SHORT EXERCISE: Change every "SHOULD" in the data below to "MUST", and keep every other part of the lines as it is.

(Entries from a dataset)
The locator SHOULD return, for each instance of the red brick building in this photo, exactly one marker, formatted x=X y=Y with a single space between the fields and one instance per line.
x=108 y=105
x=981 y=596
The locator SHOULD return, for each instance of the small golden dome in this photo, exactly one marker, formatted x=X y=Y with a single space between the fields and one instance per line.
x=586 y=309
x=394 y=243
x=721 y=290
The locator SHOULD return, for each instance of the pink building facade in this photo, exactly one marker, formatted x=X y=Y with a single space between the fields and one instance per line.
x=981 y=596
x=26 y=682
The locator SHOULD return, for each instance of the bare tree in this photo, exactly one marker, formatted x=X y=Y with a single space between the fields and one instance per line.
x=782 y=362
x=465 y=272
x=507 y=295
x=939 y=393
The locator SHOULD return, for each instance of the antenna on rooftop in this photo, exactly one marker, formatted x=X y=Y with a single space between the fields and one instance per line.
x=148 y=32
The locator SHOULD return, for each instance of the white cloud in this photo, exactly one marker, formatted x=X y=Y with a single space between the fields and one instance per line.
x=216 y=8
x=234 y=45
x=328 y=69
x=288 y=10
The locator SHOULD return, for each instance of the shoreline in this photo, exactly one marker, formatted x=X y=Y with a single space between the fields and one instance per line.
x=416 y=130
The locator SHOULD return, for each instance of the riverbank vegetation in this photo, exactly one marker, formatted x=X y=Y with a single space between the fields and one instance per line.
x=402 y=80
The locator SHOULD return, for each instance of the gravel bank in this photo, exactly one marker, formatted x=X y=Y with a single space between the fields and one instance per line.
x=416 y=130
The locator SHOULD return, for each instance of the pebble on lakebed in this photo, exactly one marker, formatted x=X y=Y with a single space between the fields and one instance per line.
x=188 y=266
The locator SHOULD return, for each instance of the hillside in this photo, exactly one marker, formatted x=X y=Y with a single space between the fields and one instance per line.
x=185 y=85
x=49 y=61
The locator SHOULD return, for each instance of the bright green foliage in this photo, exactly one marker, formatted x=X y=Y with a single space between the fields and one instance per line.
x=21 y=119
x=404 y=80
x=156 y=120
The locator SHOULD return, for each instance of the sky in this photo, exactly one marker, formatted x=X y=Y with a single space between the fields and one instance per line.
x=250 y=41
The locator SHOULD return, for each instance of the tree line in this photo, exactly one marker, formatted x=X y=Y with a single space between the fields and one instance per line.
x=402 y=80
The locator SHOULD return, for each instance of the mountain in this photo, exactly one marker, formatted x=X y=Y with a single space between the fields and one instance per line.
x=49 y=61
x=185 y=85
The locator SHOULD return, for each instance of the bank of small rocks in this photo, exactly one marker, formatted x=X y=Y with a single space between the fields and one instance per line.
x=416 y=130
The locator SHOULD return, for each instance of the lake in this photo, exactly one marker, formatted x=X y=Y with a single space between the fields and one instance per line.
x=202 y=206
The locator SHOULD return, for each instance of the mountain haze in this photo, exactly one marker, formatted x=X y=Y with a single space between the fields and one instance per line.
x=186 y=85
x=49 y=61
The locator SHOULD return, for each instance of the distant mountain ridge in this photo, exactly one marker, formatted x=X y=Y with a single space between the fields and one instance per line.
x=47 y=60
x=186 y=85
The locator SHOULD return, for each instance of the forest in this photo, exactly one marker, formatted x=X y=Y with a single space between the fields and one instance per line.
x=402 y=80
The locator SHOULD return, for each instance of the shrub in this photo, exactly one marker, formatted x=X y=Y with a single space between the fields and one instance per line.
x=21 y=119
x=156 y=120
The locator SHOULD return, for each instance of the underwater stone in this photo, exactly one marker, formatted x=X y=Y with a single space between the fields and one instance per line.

COMPLETED EXERCISE:
The locator MUST return, for each instance of the red brick building in this photo, exactly one marker, formatted x=X y=Y with a single space between the fields and one instance per line.
x=108 y=105
x=981 y=596
The locator MUST return, for each instance of the small golden dome in this photo, exactly one marker, formatted x=X y=Y with a single space between the fields and one instance per line.
x=586 y=309
x=394 y=243
x=721 y=290
The locator MUST return, for each instance of the pink building facade in this photo, exactly one marker, formatted x=X y=Y with a single space between the fields and one instance per line.
x=981 y=596
x=26 y=682
The locator MUST return, for each instance of the bare tree in this photo, exactly one marker, formatted x=X y=Y with a single space between the fields and one instance per line.
x=782 y=362
x=465 y=272
x=507 y=295
x=939 y=393
The locator MUST return, for each instance of the antenna on rooftop in this photo, exactly one marker, formatted x=X y=Y with a single space between the fields and one instance per line.
x=148 y=32
The locator MUST return, for each instance of the white cloud in this photo, exactly one marker, formatted x=X y=Y with a single space between the fields and one instance per line.
x=216 y=8
x=234 y=45
x=328 y=69
x=288 y=10
The locator MUST return, for each instance of the shoreline in this photo, exactly one marker, formatted x=X y=Y with a single space between the fields and one instance per line.
x=416 y=130
The locator MUST return, for each instance of the riverbank vegetation in this photo, exactly one marker, formatted x=X y=Y with a single space between the fields and one instance per line.
x=402 y=80
The locator MUST return, for each instance of the gravel bank in this photo, exactly one marker, formatted x=X y=Y with a single space between the fields and one instance per line.
x=416 y=130
The locator MUST return, for each instance of the pebble on lakebed in this photo, exactly one marker, formatted x=X y=Y with a single space between the fields and one instance per line.
x=188 y=266
The locator MUST return, for each instance of the hillside in this photo, exactly one marker, formatted x=X y=Y with a single space between the fields and one instance per line.
x=185 y=85
x=49 y=61
The locator MUST return, for each instance of the bright green foliage in this photo, exactly one marker, formatted x=X y=Y with a single space between the fields and one instance per line.
x=21 y=119
x=404 y=80
x=156 y=120
The locator MUST return, for each instance of the sky in this photo, exactly one marker, formatted x=X y=Y with a single space between the fields and one instance per line.
x=250 y=41
The locator MUST return, for each instance of the tree line in this photo, exactly one marker, formatted x=X y=Y with a single space between the fields and one instance per line.
x=402 y=80
The locator MUST return, for each instance of the mountain in this photo, exactly one marker, formatted x=X y=Y with a single space between the fields and one instance per line.
x=49 y=61
x=185 y=85
The locator MUST return, for each instance of the bank of small rocks in this photo, exactly one marker, formatted x=X y=Y with a single space between the fields and one instance per line.
x=416 y=130
The locator MUST return, for each instance of the lake in this photo, exactly one marker, formatted x=X y=Y with a single space between the fields and one instance per line.
x=202 y=206
The locator MUST return, for each instance of the mountain haze in this photo, exactly one marker, formatted x=X y=Y with a single space between the fields and one instance per line.
x=186 y=85
x=49 y=61
The locator MUST return, for each instance of the distant mountain ridge in this photo, exactly one marker, formatted x=X y=Y with a single space between the fields and one instance per line.
x=47 y=60
x=186 y=85
The locator MUST return, for each instance of the forest in this photo, exactly one marker, formatted x=X y=Y with a single space between the fields and one instance per line.
x=402 y=80
The locator MUST return, for each instance of the shrub in this photo, exactly one marker, formatted x=X y=Y with a single space between the fields and one instance per line.
x=21 y=119
x=156 y=120
The locator MUST return, for each instance of the underwater stone in this photo, exactly one marker, formatted x=X y=Y with a single space between the fields and one instance per line.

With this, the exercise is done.